■ **Required task**
Report each line in the material below that contains the string "black", copying every such line in full. Matching is case-sensitive.

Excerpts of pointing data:
begin
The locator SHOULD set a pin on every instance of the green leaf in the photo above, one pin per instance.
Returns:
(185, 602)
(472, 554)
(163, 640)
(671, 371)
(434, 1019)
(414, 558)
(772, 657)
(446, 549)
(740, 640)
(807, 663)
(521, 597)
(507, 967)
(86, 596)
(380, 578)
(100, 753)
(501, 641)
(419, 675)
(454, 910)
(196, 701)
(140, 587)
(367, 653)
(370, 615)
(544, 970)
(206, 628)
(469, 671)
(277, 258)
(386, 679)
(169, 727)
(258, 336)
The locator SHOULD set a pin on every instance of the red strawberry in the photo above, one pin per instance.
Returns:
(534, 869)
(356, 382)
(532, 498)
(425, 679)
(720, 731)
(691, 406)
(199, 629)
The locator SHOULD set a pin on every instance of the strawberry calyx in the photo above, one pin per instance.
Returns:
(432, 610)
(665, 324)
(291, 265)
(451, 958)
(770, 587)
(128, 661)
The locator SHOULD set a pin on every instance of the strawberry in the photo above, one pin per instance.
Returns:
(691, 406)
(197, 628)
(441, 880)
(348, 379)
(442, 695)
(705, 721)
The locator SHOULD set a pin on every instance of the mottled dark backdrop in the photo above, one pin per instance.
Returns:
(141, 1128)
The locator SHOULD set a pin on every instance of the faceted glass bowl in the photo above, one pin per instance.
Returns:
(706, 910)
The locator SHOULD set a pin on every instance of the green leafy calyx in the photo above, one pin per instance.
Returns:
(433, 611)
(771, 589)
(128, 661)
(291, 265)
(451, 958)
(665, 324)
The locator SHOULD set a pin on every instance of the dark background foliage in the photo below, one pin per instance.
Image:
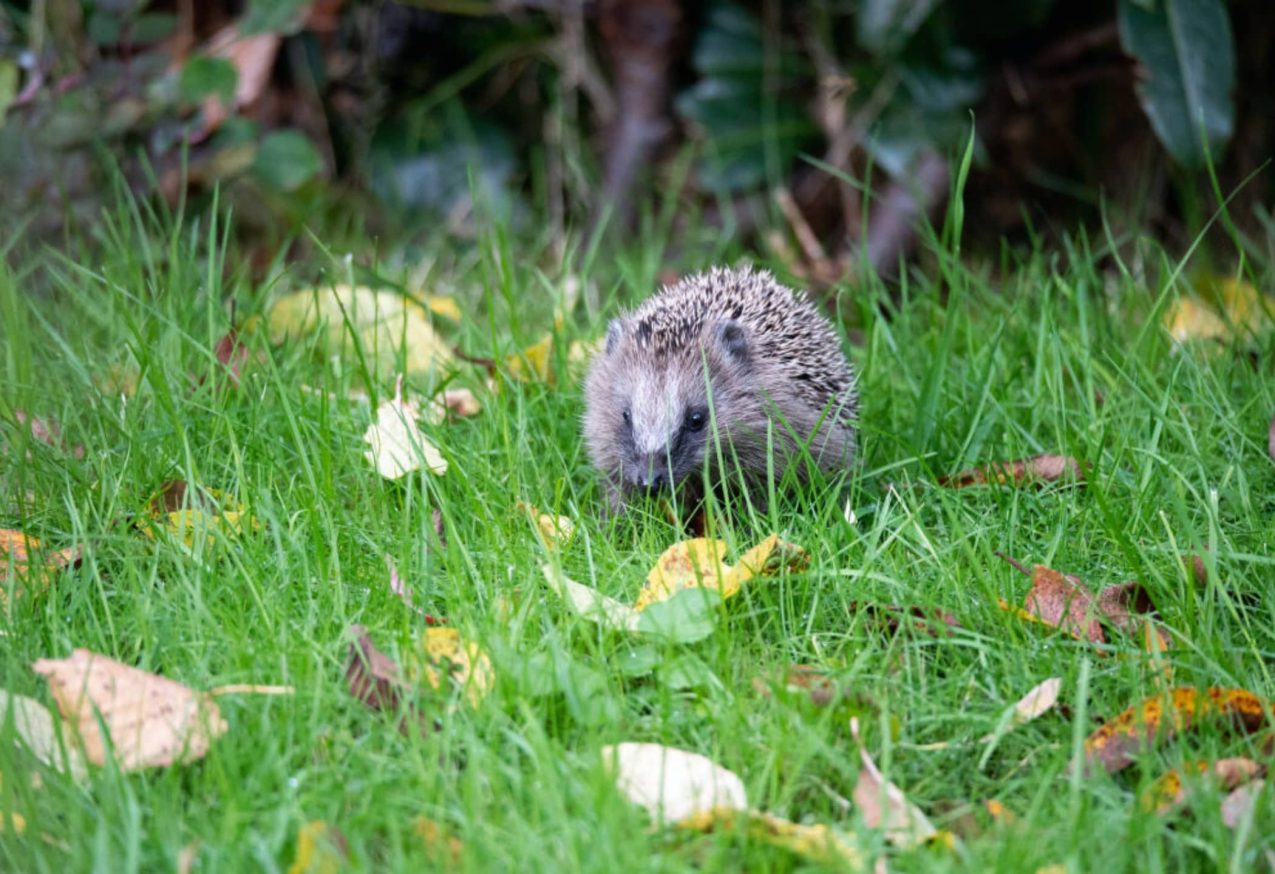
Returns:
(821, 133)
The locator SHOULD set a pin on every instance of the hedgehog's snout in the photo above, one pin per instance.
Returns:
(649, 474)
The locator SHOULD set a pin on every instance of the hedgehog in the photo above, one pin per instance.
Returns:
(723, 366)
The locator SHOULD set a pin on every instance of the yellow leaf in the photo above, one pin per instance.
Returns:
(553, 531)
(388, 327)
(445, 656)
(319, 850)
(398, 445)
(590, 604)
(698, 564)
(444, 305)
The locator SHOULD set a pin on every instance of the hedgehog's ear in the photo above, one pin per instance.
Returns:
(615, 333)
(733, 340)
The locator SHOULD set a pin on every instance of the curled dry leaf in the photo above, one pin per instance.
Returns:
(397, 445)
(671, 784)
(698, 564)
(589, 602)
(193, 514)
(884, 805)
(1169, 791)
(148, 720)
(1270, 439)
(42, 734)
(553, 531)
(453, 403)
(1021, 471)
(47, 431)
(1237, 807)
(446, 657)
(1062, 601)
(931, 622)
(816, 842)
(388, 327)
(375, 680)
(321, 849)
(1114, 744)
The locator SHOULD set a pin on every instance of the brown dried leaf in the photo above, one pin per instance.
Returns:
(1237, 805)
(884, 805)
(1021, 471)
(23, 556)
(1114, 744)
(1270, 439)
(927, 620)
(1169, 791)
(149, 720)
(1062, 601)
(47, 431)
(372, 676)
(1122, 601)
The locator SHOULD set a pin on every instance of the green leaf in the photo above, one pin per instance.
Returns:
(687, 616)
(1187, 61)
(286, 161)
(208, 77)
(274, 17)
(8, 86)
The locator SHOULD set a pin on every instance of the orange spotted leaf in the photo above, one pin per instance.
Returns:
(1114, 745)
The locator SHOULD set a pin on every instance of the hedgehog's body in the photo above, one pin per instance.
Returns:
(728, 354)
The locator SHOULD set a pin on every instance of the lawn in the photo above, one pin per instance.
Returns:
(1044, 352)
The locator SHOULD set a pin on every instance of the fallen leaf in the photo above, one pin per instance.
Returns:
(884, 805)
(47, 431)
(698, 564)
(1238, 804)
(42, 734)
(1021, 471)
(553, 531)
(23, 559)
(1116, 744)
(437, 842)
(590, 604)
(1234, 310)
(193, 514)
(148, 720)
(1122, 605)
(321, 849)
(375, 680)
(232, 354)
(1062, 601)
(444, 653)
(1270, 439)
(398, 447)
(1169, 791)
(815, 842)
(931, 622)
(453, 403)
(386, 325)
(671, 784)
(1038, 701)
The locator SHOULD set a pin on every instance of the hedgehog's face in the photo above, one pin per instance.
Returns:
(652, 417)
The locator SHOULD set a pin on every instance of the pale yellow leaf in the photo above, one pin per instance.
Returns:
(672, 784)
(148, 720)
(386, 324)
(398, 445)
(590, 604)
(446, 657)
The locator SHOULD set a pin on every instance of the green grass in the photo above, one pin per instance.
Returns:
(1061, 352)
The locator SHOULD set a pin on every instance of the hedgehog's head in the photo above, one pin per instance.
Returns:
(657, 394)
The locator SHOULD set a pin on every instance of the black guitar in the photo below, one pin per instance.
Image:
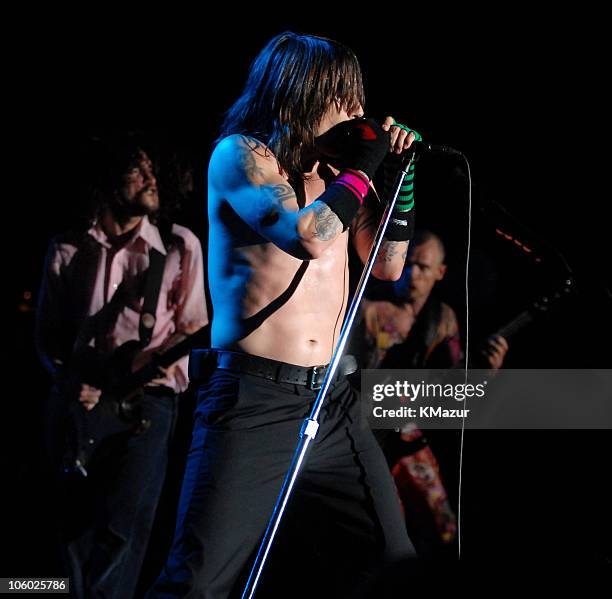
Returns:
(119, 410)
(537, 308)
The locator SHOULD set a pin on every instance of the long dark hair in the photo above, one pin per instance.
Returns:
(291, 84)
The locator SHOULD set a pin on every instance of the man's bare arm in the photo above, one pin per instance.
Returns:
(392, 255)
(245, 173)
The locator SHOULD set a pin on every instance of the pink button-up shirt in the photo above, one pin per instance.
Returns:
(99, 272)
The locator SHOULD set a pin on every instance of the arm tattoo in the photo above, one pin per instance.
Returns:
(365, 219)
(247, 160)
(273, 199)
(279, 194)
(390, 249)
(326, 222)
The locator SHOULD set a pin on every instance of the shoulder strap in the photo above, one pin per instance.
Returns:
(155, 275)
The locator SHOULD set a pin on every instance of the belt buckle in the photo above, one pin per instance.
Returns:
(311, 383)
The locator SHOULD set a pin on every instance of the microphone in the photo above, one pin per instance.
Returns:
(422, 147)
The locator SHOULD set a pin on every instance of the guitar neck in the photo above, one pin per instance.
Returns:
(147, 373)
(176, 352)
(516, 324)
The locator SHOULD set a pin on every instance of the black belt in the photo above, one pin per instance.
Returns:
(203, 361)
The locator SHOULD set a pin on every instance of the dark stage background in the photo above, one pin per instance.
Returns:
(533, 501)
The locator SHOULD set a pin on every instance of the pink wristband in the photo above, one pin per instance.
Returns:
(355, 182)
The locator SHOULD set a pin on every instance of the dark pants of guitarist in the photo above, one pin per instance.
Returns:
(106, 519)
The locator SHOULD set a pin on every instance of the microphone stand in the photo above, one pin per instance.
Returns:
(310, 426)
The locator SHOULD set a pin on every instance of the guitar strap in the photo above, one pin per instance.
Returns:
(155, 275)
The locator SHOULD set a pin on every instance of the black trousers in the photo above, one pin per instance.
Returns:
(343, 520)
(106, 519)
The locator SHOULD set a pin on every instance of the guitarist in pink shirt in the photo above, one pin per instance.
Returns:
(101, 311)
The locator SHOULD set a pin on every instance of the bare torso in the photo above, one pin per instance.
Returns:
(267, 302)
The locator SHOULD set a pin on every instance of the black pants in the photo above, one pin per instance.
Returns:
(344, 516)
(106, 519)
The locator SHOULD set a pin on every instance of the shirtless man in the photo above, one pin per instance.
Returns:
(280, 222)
end
begin
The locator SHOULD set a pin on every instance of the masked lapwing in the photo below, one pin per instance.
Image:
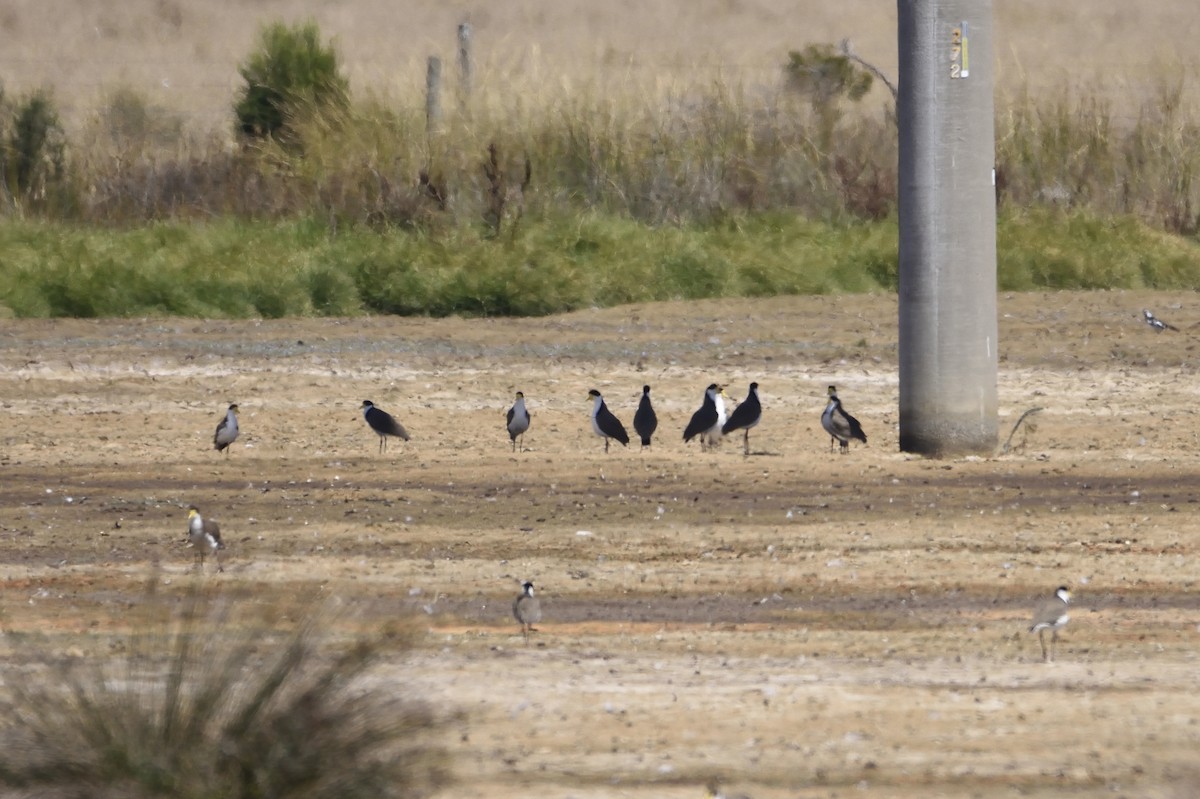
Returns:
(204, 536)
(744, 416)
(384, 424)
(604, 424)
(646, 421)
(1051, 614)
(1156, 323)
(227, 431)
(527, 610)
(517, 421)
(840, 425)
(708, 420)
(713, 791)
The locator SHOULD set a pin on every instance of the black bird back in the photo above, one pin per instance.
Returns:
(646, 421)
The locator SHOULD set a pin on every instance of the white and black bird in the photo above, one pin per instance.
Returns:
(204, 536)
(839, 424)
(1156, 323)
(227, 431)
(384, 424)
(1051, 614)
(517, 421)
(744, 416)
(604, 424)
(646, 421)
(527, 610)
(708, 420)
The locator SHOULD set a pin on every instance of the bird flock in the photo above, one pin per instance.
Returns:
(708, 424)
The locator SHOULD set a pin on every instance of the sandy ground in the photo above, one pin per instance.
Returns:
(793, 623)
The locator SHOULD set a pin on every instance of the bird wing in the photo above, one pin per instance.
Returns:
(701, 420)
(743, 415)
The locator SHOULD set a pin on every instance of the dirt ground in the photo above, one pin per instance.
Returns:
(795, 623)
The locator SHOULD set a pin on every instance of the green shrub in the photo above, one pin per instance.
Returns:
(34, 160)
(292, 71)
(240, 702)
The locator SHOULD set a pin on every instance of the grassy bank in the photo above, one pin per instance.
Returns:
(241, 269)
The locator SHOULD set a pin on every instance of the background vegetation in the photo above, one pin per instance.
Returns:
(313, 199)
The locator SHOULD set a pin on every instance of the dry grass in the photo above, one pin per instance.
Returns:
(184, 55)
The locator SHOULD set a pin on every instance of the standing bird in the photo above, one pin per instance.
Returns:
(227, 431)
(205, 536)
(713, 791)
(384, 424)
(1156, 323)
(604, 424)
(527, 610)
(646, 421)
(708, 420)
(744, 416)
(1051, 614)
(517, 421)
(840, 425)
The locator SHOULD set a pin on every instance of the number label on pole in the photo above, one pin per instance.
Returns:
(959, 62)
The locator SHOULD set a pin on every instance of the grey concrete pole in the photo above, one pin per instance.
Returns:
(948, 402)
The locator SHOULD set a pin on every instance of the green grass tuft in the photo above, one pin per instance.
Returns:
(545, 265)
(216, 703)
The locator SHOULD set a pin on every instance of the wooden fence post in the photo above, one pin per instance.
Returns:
end
■ **Result**
The locator SHOULD set a pin on every instance of the black guitar in the photo below, one pin per instance.
The locator SHOULD set a pin on every instance of the black belt in the photo above, one pin per instance.
The locator SHOULD set a pin on every instance of the black trousers in the photo above, one pin per instance.
The locator SHOULD set a pin on every instance of the black pants in the photo above, one pin per instance.
The locator SHOULD set a pin on every instance of the black bird back in the photo above, one pin per instance.
The locator SHOULD set a pin on every instance of the white and black bird in the photo above, one pin per instance.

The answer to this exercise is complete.